> What the task asks:
Please gather every line of the data that contains the word "kitchen" and copy each of those lines without changes.

> Information shown:
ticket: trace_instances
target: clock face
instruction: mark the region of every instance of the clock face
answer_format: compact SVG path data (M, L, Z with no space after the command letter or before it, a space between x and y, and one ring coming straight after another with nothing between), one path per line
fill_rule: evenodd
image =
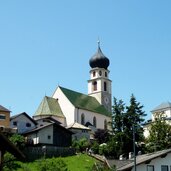
M105 102L106 104L108 104L108 103L109 103L109 98L108 98L108 97L104 97L104 102Z

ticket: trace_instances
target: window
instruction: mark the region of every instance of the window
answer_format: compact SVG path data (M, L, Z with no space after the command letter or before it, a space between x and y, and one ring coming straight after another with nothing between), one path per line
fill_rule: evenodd
M154 171L153 165L147 165L147 171Z
M6 117L5 117L5 114L0 114L0 120L5 120Z
M82 125L85 124L85 116L84 116L84 113L81 114L81 124Z
M104 82L104 91L107 91L107 83Z
M14 125L14 126L17 126L17 121L14 121L14 122L13 122L13 125Z
M169 168L167 165L161 165L161 171L169 171Z
M104 129L107 129L107 120L104 120Z
M94 82L93 82L93 91L96 91L96 90L97 90L97 82L94 81Z
M26 127L31 127L31 123L26 123Z
M95 77L96 76L96 72L95 71L93 71L93 77Z
M96 117L93 118L93 126L96 127Z

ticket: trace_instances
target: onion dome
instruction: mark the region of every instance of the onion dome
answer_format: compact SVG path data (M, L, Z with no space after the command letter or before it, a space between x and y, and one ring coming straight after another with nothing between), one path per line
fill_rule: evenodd
M102 53L99 42L97 52L90 58L89 64L91 68L98 67L104 69L107 69L110 64L109 59Z

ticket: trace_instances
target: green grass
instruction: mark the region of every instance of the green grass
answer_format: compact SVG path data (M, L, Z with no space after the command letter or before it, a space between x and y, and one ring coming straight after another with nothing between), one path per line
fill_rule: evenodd
M59 158L55 159L57 160ZM94 163L98 162L96 159L86 154L61 157L61 159L67 164L68 171L91 171ZM20 167L13 171L38 171L40 162L41 160L37 160L31 163L17 162Z
M66 157L65 162L70 171L90 171L97 160L88 155L80 154L74 157Z

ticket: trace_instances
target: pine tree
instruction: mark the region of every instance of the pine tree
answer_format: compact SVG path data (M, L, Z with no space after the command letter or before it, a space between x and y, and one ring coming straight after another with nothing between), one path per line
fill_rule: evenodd
M144 140L141 125L146 114L134 95L131 95L130 105L126 107L122 100L114 98L112 109L113 136L110 144L111 146L113 144L113 148L117 150L113 153L116 157L121 154L128 156L129 152L133 152L133 126L136 128L136 141Z
M135 141L137 143L144 141L142 123L146 116L143 111L143 105L137 102L135 96L132 94L130 98L130 105L126 107L127 111L124 115L124 134L127 136L125 143L125 151L127 153L133 151L133 128L135 128Z
M125 110L125 104L122 100L118 100L114 97L114 105L112 106L112 129L113 133L123 131L123 116Z
M155 114L155 121L150 126L146 146L148 152L171 147L171 125L166 122L163 112Z

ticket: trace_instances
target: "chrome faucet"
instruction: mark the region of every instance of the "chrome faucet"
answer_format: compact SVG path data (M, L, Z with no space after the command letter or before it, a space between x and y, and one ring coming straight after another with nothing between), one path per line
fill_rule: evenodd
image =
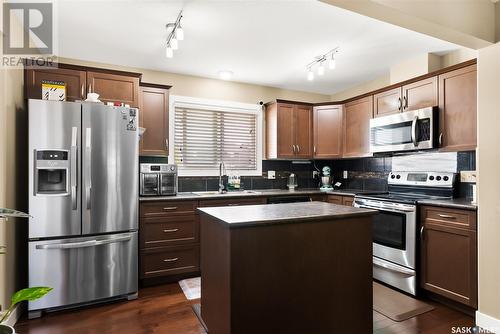
M226 165L224 161L221 161L219 164L219 194L223 194L226 191L226 187L224 187L224 180L222 176L226 175Z

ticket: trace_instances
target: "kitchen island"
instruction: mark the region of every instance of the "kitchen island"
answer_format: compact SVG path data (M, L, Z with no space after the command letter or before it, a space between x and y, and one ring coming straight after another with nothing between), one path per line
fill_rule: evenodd
M371 333L373 210L199 208L209 333Z

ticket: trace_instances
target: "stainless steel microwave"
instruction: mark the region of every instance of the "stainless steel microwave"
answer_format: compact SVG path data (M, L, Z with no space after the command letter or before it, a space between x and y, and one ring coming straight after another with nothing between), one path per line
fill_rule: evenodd
M370 120L370 152L435 148L438 108L429 107Z
M140 165L140 196L173 196L177 194L177 166L169 164Z

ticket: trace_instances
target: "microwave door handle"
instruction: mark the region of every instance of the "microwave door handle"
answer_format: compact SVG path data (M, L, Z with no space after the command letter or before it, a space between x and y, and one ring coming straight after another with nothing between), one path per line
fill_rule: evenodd
M77 179L78 179L78 128L71 128L71 151L70 151L70 159L71 159L71 209L77 209Z
M418 116L415 116L413 118L413 121L411 122L411 141L413 142L413 146L417 147L417 121L418 121Z

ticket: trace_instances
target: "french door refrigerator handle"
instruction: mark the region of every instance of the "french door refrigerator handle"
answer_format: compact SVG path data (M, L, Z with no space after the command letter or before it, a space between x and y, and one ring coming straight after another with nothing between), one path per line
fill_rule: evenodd
M47 245L36 245L36 249L71 249L71 248L83 248L83 247L93 247L97 245L97 240L88 240L80 242L67 242L62 244L47 244Z
M125 235L123 237L118 237L118 238L109 238L109 239L104 239L104 240L97 240L96 245L106 245L106 244L113 244L115 242L125 242L125 241L130 241L132 239L132 236Z
M78 128L71 128L71 209L77 209L77 183L78 183Z
M92 192L92 129L87 128L85 136L85 203L87 210L91 207Z

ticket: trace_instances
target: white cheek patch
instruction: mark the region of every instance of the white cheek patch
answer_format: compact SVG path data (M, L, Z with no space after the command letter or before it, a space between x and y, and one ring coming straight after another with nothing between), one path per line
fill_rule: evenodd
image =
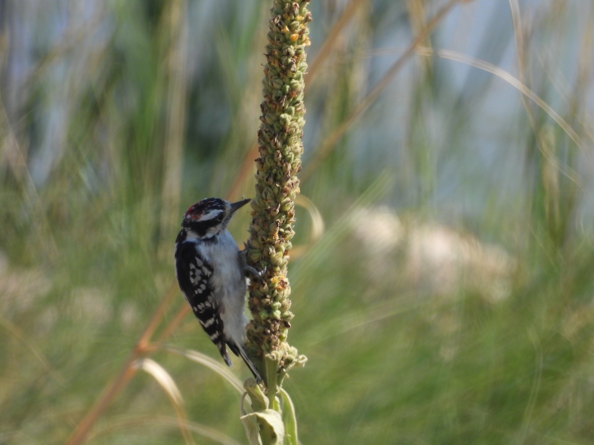
M202 215L200 215L200 219L198 220L198 221L208 221L208 220L214 220L222 213L223 213L223 211L221 209L209 210L208 211L202 214Z

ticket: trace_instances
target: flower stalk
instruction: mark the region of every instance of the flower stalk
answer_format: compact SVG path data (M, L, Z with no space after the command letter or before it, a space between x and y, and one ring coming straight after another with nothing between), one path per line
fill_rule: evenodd
M287 266L303 152L304 74L309 45L307 23L311 20L308 2L274 0L271 9L255 196L246 246L248 263L267 268L264 279L254 280L249 287L252 319L248 325L247 347L261 365L271 403L286 371L307 360L287 342L293 318Z

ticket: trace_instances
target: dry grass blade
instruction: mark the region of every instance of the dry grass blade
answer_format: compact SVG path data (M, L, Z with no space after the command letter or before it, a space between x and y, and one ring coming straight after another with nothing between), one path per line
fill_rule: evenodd
M488 62L485 62L485 61L482 61L464 54L460 54L455 51L450 51L446 49L433 50L428 48L419 48L418 49L418 52L419 54L426 56L435 55L437 57L443 59L460 62L463 63L479 68L479 69L482 69L487 72L490 72L503 79L542 109L545 113L557 122L559 126L563 129L563 131L567 134L579 148L583 150L586 150L585 143L582 138L573 129L573 128L553 109L552 107L541 98L538 94L529 88L526 85L504 69L502 69L498 66L495 66ZM550 157L550 154L548 153L546 151L543 151L543 155L548 158ZM558 163L558 161L557 159L551 158L548 160L555 164ZM574 182L580 188L582 188L579 176L574 170L567 165L558 165L558 167L564 174Z
M367 108L374 103L378 96L381 93L386 87L390 84L408 58L415 53L418 47L429 35L431 31L437 26L446 14L456 4L460 3L462 0L450 0L444 7L441 8L429 20L425 27L425 28L416 35L414 40L410 43L404 54L400 56L394 64L390 68L384 77L380 79L371 91L363 98L359 104L355 107L355 109L340 124L334 129L332 132L324 139L319 150L315 154L315 157L309 163L307 169L305 169L301 173L301 182L307 180L315 170L320 167L322 161L326 159L328 154L331 152L332 149L336 144L340 140L345 134L352 128L353 123L358 119L359 116Z
M151 358L139 358L132 364L134 369L141 369L150 374L163 389L172 402L178 406L184 404L181 393L173 378L161 365Z
M178 424L184 440L187 444L193 444L194 440L188 430L182 426L187 418L184 410L184 399L175 382L167 371L161 365L150 358L140 358L134 362L131 367L132 369L141 369L152 376L157 383L163 388L171 401L175 414L178 418Z
M181 428L186 431L195 433L222 445L241 445L239 442L211 428L187 420L180 421L165 416L147 416L135 417L115 422L110 422L107 427L99 430L90 436L89 441L94 441L99 438L119 430L129 429L134 427L162 426L171 428ZM103 442L102 442L103 443Z
M235 375L229 370L228 368L223 366L219 362L209 357L208 355L198 352L197 351L192 351L191 349L182 349L170 345L165 345L162 347L162 348L170 352L177 354L179 355L183 355L186 358L192 360L192 361L195 361L197 363L200 363L203 366L206 366L207 368L214 371L215 373L227 380L227 382L231 384L232 386L237 390L238 393L240 394L242 394L244 393L244 387L243 385L242 385L241 382L239 381L239 379L238 379Z

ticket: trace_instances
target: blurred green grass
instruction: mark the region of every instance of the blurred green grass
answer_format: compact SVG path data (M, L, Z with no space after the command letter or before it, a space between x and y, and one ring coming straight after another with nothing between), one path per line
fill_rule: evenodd
M424 43L521 71L581 147L495 77L419 56L316 160L439 4L362 3L334 34L343 10L311 5L310 63L331 44L308 79L301 186L326 230L311 240L298 209L289 266L289 341L309 358L286 386L301 440L588 443L593 7L520 2L519 51L508 4L471 2ZM255 139L268 2L86 5L0 3L1 443L67 440L173 283L181 212L253 187L250 172L236 179ZM232 223L240 242L248 224ZM191 316L167 342L217 355ZM245 442L219 376L151 358L189 421ZM138 374L91 443L183 443L175 416Z

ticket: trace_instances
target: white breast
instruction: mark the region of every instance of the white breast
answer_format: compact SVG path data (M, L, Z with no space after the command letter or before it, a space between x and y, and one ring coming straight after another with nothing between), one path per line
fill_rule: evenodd
M239 250L228 230L218 238L217 242L201 243L198 249L213 267L212 296L220 306L225 337L242 347L248 322L244 313L247 286L239 261Z

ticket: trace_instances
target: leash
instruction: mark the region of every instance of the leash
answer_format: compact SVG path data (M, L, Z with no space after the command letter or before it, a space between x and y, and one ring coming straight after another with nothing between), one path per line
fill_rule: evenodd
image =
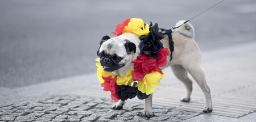
M214 5L212 6L211 7L209 7L209 8L207 9L207 10L204 10L204 11L201 12L199 13L199 14L197 14L197 15L194 16L193 17L192 17L192 18L190 18L190 19L187 20L185 21L183 23L180 24L179 26L175 26L175 27L171 27L170 29L173 29L173 30L174 30L174 31L175 31L175 29L176 29L176 28L180 27L180 26L181 26L182 25L185 24L185 23L187 23L188 22L189 22L189 21L192 20L193 19L194 19L194 18L195 18L197 17L197 16L199 16L200 15L202 14L203 13L205 12L206 11L207 11L209 10L209 9L210 9L214 7L214 6L217 6L217 5L221 3L221 2L222 2L224 1L225 1L225 0L222 0L221 1L220 1L220 2L218 2L218 3L216 3L216 4L214 4Z
M187 20L186 21L185 21L183 23L177 26L175 26L175 27L172 27L170 29L164 29L164 28L161 28L162 30L163 30L163 31L162 32L162 33L163 35L167 35L168 38L169 38L169 45L170 45L170 50L171 51L171 54L170 54L170 61L171 61L172 59L172 52L174 51L174 41L172 40L172 32L175 31L175 30L178 28L179 27L180 27L180 26L181 26L182 25L185 24L186 23L187 23L188 22L192 20L193 19L197 17L198 16L199 16L200 15L202 14L204 12L205 12L206 11L207 11L208 10L209 10L209 9L213 8L213 7L217 6L217 5L221 3L221 2L222 2L223 1L224 1L225 0L222 0L221 1L214 4L213 6L212 6L211 7L209 7L208 9L207 9L207 10L201 12L200 13L199 13L199 14L194 16L193 17ZM173 30L173 31L172 31L172 30Z

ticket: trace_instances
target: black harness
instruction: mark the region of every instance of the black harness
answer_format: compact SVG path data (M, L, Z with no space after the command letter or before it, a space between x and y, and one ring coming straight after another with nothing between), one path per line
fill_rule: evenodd
M164 29L164 28L161 28L162 30L163 30L163 31L162 32L162 33L163 35L167 35L168 37L169 38L169 45L170 45L170 50L171 51L171 54L170 55L170 61L171 61L172 59L172 52L174 52L174 41L172 40L172 29Z

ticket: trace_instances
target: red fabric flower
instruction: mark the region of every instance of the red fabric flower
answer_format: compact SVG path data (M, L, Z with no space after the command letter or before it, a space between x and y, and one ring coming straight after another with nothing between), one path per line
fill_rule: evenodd
M156 59L156 64L159 66L164 66L167 65L167 56L170 55L168 48L163 48L158 51L159 57Z
M158 71L163 74L159 66L164 66L167 64L166 59L170 54L169 51L167 48L162 49L158 51L158 54L159 57L158 58L142 54L131 62L134 63L134 70L131 72L134 81L143 81L145 75L152 71Z
M104 91L110 91L111 92L111 99L114 101L118 101L120 99L118 98L118 94L117 94L117 89L119 86L117 85L117 77L112 78L111 76L108 77L102 77L105 82L101 83L101 86L104 87Z
M117 35L117 36L122 34L123 28L125 28L125 26L127 26L128 25L128 23L130 22L130 19L127 19L125 20L124 21L123 21L123 24L118 24L115 29L115 31L117 32L112 32L112 33Z

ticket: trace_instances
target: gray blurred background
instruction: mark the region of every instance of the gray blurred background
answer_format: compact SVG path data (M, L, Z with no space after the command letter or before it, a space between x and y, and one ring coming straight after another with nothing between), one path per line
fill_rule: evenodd
M94 73L101 37L125 19L170 28L219 1L0 0L0 88ZM255 1L226 0L190 23L204 52L255 41Z

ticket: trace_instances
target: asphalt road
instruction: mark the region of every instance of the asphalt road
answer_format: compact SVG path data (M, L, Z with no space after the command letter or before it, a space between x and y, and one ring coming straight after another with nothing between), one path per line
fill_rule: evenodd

> Exercise result:
target: "kitchen island"
instruction: mark the region of every instance of the "kitchen island"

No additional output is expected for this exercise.